:: WHAT THE EXERCISE ASKS ::
Copy the Squirrelling page from "Editors: Amelie Björck, Ann-Sofie" up to and including "the university calendar.", replacing "anthology" with "collection".

:: PAGE ::

## Begin

Squirrelling: Human–Animal Studies in the Northern-European Region External link.

Editors: Amelie Björck, Ann-Sofie Lönngren, Claudia Lindén

Publisher: Södertörn Publications 2022.'

The anthology will be released on 7 June 2022. More information is available in the university calendar.

The Ratatǫskr Research Group for Literary Animal Studies was formed in 2018 and wants to use the Squirrelling anthology to describe the research field of animals studies, which has undergone exciting and comprehensive change in recent years. Its perspectives have widened and specific subfields have emerged.

Postmodern ideas

Like many other areas of research in the humanities, literary animal studies has taken many of its ideas from postmodern theories. These theories question established orders and, in themselves, strive to be inclusive. Claudia Lindén, professor of Comparative Literature, whose contribution to the book is a text about how the bear is used in National Romantic literature, explains:

“In my text, I show how people relate to the bear and how literature can dissolve the boundaries between humans and animals. Among other things, the article examines a work by Selma Lagerlöf, in which the bear is equated with the good Samaritan. A bear saves a man from freezing to death, but the man betrays it and, the following day, hunts the bear, which kills the man. His wife then says that the bear was obeying God’s commandments, but the man wasn’t. The bear becomes a moral agent,” says Claudia Lindén.

## End

:: MATERIAL ::
## Begin

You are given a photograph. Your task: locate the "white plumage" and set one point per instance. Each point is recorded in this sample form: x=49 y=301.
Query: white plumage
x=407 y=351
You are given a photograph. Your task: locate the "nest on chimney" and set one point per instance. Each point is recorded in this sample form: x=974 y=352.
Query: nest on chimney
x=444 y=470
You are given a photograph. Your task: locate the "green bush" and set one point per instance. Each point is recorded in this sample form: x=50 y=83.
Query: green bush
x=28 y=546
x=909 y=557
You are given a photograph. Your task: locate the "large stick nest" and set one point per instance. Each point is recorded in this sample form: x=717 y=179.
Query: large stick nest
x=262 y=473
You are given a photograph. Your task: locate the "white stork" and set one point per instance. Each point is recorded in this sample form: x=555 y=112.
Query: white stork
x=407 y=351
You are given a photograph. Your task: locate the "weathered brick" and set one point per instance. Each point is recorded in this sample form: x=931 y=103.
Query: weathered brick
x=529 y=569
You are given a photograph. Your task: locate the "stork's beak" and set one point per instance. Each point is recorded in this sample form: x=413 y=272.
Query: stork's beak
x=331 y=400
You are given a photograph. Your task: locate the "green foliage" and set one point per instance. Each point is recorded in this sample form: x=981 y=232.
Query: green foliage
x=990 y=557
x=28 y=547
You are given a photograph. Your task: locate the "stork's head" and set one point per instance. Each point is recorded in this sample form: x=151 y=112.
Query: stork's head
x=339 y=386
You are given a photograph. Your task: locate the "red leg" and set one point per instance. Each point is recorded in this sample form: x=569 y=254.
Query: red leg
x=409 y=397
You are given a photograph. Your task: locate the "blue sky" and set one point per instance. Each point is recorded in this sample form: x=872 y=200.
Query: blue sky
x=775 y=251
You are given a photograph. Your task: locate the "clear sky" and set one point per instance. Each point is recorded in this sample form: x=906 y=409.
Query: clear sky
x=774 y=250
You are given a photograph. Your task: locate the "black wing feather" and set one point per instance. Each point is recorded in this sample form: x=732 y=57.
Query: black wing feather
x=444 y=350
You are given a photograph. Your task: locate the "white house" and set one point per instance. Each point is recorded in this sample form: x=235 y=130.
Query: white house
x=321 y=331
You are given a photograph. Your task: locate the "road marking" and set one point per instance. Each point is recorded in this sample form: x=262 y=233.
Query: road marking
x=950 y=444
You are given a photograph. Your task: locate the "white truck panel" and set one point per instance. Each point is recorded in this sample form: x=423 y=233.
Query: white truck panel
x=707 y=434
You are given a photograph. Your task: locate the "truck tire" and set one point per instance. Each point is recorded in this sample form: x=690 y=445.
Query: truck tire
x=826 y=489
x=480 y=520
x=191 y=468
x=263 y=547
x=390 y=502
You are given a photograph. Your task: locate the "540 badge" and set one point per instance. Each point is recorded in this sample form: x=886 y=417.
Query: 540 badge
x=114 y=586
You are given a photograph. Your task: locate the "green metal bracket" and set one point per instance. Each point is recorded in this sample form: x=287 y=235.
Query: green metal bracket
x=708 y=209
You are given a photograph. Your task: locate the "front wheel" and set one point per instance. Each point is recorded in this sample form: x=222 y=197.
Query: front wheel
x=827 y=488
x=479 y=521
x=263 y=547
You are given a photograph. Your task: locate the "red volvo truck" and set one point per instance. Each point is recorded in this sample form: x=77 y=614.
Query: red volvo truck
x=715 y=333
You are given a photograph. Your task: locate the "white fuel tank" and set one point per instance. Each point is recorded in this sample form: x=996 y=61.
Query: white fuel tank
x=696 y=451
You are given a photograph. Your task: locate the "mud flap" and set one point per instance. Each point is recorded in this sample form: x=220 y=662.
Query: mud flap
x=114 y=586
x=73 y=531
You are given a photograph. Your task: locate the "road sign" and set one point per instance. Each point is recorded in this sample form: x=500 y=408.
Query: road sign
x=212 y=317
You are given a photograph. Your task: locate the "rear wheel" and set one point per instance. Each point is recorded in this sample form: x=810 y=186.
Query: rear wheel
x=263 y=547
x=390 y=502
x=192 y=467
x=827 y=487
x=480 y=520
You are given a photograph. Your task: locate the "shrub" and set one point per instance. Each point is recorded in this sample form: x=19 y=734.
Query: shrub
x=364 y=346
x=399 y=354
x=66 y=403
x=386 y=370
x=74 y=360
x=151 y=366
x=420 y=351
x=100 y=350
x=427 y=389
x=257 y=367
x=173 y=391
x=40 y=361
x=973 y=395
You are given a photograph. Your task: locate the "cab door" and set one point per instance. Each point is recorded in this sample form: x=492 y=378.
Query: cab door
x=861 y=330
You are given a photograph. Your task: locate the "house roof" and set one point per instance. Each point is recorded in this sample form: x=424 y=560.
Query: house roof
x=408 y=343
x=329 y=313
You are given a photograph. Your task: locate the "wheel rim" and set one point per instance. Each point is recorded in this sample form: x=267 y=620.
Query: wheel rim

## End

:: COMPLETED TASK ::
Editors: Amelie Björck, Ann-Sofie Lönngren, Claudia Lindén

Publisher: Södertörn Publications 2022.'

The collection will be released on 7 June 2022. More information is available in the university calendar.